**Text provided**:
---*---

Statistical analysis
The normality test of measurement data was conducted by Shapiro-Wilk, normal distribution data was exhibited as mean ± standard deviation (Mean ± SD), and comparison between groups adopted independent sample t-test and ANOVA was used for comparison between multiple groups. Non-normal data were described in terms of
median and interquartile range [M (Q1, Q3)], and the comparison between groups was performed by Mann-Whitney U test and Kruskal-Wallis H test was used for comparison between multiple groups. The enumeration data were expressed as number of cases and composition ratio n (%), Chi-square or Fisher's exact test was used for comparison between two groups.
We adopted the univariate negative binomial regression model to explore the possible covariates that were associated with CVD. Then, multivariate negative binomial regression model was carried out to assess the statistical correlation of sleep duration and depression on CVD separately. Three models were used in this study. Model 1 was regarded as unadjusted; Model 2 adjusted several covariates that were performed for statistically significant in univariate analysis and had an impact on CVD in the literature, including age, sex, educational background, marital status, exercise time, chronic kidney disease, hypertension, diabetes, dyslipidemia, the use of hypnotics, disability, nap, drinking and deposit; Model 3 adjusted age, sex, educational background, marital status, exercise time, chronic kidney disease, hypertension, diabetes, dyslipidemia, the use of hypnotics, disability, nap, drinking, deposit, sleep disturbance, HDL, TC, TG, GLU and GHB. Additionally, we used the multivariate negative binomial regression models to evaluate the joint effect of sleep duration and depression on the CVD risk in different populations. Relative risk (RR) with 95% confidence interval (CI) was reported. With respect to missing data of the variables, we adopted multiple interpolation method. The data were interpolated for five times, and five datasets were generated. In the five datasets, the mean of the data with five times interpolations was taken for measurement data, and the mode of the data interpolated for five times was taken for enumeration data. A new interpolated dataset was obtained for subsequent analysis. Sensitivity analysis of missing data before and after interpolation was shown in Supplemental Table 1. Smoking data was missing too much and not participated in the analysis. We used the SAS (version 9.4, SAS institute., Cary, NC, USA) software for the statistical analysis and R (version 4. 0. 3, Mice package) for the multiple interpolation. Statistical tests were performed by using bilateral tests. P<0.05 was regarded as statistically significant.

---*---

Answer these questions from the statistical analysis section:
(a) Which test was used to check the normality of measurement data?
(b) How many times were the missing data interpolated?
(c) Which software was used for the statistical analysis?
You don't need the records for anything here.

**Provided information**:
---*---

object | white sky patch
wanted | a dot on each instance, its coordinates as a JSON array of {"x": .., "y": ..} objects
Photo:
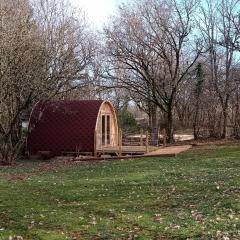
[{"x": 97, "y": 11}]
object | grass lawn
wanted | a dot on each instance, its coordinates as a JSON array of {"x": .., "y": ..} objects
[{"x": 195, "y": 195}]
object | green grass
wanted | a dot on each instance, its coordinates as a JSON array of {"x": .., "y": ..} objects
[{"x": 195, "y": 195}]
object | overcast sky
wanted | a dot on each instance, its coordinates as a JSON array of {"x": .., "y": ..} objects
[{"x": 97, "y": 11}]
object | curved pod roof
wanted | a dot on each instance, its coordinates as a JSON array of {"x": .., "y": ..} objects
[{"x": 63, "y": 126}]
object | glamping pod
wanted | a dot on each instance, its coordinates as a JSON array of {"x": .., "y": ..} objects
[{"x": 59, "y": 127}]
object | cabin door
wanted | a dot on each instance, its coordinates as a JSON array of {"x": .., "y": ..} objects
[{"x": 106, "y": 134}]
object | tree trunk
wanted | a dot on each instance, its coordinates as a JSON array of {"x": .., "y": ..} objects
[
  {"x": 154, "y": 126},
  {"x": 196, "y": 122},
  {"x": 170, "y": 137},
  {"x": 224, "y": 130}
]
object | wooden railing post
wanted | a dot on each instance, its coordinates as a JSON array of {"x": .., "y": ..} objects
[
  {"x": 120, "y": 142},
  {"x": 147, "y": 143},
  {"x": 141, "y": 137},
  {"x": 95, "y": 144},
  {"x": 164, "y": 138}
]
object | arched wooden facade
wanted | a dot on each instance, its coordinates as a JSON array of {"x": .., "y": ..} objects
[{"x": 60, "y": 127}]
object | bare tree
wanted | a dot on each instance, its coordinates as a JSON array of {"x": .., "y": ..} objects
[
  {"x": 221, "y": 37},
  {"x": 45, "y": 51},
  {"x": 154, "y": 47}
]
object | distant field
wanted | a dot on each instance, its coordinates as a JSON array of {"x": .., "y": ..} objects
[{"x": 195, "y": 195}]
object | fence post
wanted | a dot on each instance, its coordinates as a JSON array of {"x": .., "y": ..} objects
[
  {"x": 141, "y": 137},
  {"x": 147, "y": 143},
  {"x": 120, "y": 141}
]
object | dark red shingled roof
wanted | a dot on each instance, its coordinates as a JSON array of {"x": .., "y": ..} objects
[{"x": 63, "y": 126}]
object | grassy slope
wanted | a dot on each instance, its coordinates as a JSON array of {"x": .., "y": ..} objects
[{"x": 195, "y": 195}]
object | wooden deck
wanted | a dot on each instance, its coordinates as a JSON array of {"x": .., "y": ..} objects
[{"x": 126, "y": 150}]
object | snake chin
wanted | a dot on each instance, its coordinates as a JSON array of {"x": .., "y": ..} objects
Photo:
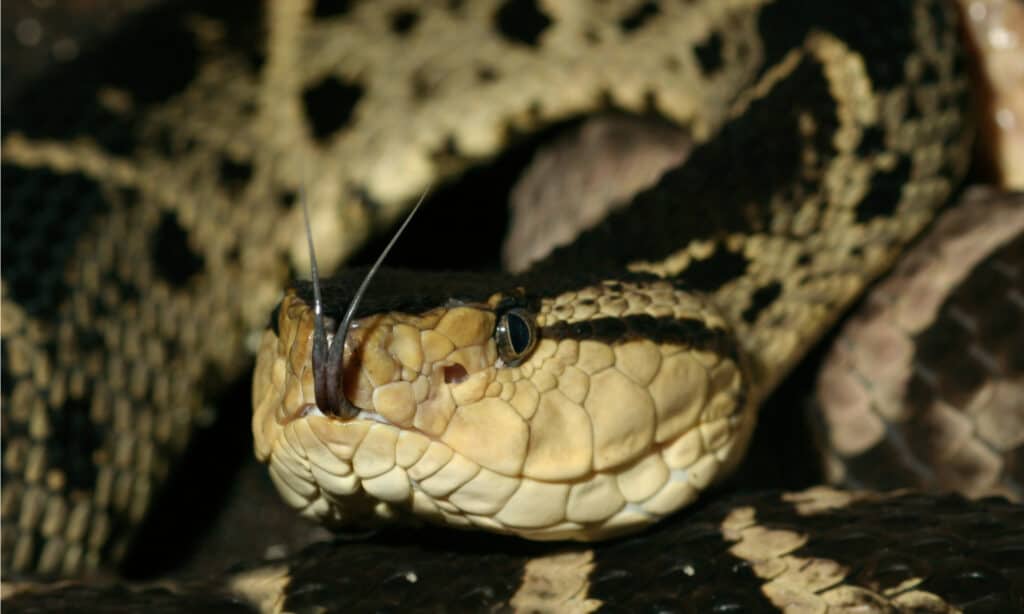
[{"x": 604, "y": 426}]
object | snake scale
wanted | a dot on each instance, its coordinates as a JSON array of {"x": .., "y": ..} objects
[{"x": 151, "y": 221}]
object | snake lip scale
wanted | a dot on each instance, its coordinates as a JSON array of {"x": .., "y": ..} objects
[{"x": 587, "y": 398}]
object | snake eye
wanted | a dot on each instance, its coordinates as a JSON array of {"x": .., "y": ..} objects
[{"x": 515, "y": 336}]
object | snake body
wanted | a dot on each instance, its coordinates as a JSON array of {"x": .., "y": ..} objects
[
  {"x": 642, "y": 387},
  {"x": 150, "y": 223}
]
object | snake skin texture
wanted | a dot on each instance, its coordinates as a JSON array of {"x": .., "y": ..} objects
[
  {"x": 810, "y": 552},
  {"x": 150, "y": 224},
  {"x": 925, "y": 388},
  {"x": 659, "y": 330}
]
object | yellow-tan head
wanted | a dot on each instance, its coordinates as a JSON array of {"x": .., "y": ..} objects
[{"x": 566, "y": 413}]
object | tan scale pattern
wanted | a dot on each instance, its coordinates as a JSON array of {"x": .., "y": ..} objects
[
  {"x": 396, "y": 144},
  {"x": 863, "y": 390},
  {"x": 630, "y": 467},
  {"x": 530, "y": 450}
]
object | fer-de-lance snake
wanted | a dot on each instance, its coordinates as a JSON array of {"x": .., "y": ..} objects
[{"x": 862, "y": 139}]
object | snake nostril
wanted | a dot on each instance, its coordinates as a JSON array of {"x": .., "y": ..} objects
[{"x": 455, "y": 374}]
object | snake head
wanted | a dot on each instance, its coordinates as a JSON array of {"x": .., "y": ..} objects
[{"x": 581, "y": 414}]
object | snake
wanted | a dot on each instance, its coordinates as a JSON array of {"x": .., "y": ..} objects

---*---

**Written reply**:
(a) The Shapiro-Wilk test.
(b) Five times.
(c) SAS, version 9.4.